▶ [Text to read]:

'''

# My new hair! :) vintage-y :)



## melozburngr (Oct 16, 2008)

So I chopped my hair yet again, went around chin-length this time.  My stylist loves the vintage looks (as do I), so he asked if he could style it in finger waves after he cut it- which, of course, I gladly agreed to!! 
	

	
	
		
		

		
			
















and just normal everyday style....







YAY!!

he taught me how to do it- so I did it on my own for the first time today and it was hard!!  Took me forever, but I think it turned out pretty damn good.


----------



## nunu (Oct 16, 2008)

it looks so cool!


----------



## mizuki~ (Oct 16, 2008)

Oooh ballsy. I love it! Looks great especially with the red lips.


----------



## clslvr6spd (Oct 16, 2008)

Love it!


----------



## TISH1124 (Oct 16, 2008)

Love it!!! I love the waves...But I think wearing it straight is super chic too! Too cute...suits you perfectly!


----------



## kimmy (Oct 16, 2008)

super cute style.


----------



## makeupNdesign (Oct 16, 2008)

I love the look of finger waves--you look gorgeous!


----------



## kittykit (Oct 17, 2008)

Lovely hairstyle. You look great!


----------



## pangie (Oct 17, 2008)

cute cut!  wish i wasn't such a complainer about missing my long hair so i can cut my hair that short...


----------



## melozburngr (Oct 17, 2008)

thanks ladies!!!  You guys are so sweet!!


----------



## dizzygoo82 (Oct 17, 2008)

'''

▶ [List of tasks]:
A – Translate the following sentence from the forum thread about the new haircut into Spanish: "I love the look of finger waves--you look gorgeous!"
B – In the forum thread about the new haircut, take the stretch from "he taught me" through "pretty damn good." and write it out again, replacing "forever" with "hours".

(Image object location entries)
'''

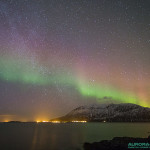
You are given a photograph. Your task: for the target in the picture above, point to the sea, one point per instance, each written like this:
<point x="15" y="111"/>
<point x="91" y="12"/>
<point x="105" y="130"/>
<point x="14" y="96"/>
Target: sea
<point x="64" y="136"/>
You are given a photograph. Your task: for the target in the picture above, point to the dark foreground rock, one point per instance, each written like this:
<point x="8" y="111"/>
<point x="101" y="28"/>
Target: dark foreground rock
<point x="119" y="143"/>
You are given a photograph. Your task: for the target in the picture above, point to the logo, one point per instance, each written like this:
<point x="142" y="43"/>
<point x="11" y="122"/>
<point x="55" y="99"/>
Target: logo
<point x="138" y="145"/>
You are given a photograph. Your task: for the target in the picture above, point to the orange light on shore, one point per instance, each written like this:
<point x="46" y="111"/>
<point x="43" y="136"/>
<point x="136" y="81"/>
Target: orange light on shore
<point x="56" y="121"/>
<point x="45" y="121"/>
<point x="79" y="121"/>
<point x="41" y="121"/>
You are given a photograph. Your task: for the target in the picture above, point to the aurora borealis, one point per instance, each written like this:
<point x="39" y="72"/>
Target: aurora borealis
<point x="56" y="55"/>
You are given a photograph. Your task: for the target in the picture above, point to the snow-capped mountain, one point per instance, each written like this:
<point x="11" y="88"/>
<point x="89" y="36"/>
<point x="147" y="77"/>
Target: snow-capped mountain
<point x="125" y="112"/>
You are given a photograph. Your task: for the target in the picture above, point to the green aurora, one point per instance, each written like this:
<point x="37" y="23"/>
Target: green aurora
<point x="24" y="73"/>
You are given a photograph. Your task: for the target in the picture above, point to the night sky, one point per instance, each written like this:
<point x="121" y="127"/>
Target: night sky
<point x="56" y="55"/>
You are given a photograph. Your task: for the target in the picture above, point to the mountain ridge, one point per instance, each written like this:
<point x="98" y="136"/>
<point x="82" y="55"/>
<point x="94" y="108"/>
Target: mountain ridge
<point x="124" y="112"/>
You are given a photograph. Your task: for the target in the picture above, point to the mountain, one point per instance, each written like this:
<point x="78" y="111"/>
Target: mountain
<point x="124" y="112"/>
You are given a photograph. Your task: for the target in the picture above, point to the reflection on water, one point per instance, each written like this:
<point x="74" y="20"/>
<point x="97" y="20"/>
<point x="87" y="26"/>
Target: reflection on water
<point x="65" y="136"/>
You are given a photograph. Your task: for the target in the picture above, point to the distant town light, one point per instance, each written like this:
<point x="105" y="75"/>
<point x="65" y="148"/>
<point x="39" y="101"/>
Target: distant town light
<point x="79" y="121"/>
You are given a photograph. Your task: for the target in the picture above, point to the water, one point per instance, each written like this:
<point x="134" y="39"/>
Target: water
<point x="65" y="136"/>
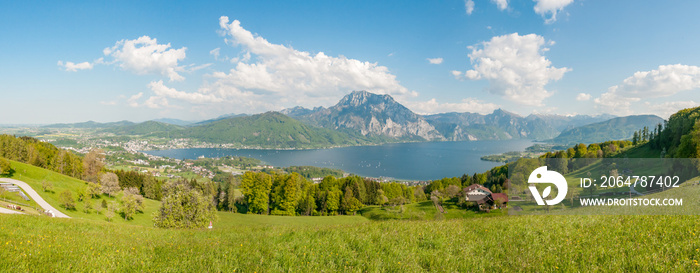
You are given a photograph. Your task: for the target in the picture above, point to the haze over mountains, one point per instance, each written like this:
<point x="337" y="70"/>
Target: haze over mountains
<point x="362" y="118"/>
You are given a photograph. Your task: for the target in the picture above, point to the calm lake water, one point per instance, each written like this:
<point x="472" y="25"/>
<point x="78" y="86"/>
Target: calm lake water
<point x="407" y="161"/>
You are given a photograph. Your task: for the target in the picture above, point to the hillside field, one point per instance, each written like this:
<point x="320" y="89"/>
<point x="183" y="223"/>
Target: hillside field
<point x="257" y="243"/>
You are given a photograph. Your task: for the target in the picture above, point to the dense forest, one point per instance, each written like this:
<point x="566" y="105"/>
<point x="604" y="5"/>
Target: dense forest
<point x="41" y="154"/>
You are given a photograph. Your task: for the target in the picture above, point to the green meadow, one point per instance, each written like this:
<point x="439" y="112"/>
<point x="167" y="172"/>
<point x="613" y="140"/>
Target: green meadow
<point x="408" y="239"/>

'''

▶ [Solved problems]:
A – ¡Me encanta cómo se ven las ondas al agua; luces espectacular!

B –
he taught me how to do it- so I did it on my own for the first time today and it was hard!!  Took me hours, but I think it turned out pretty damn good.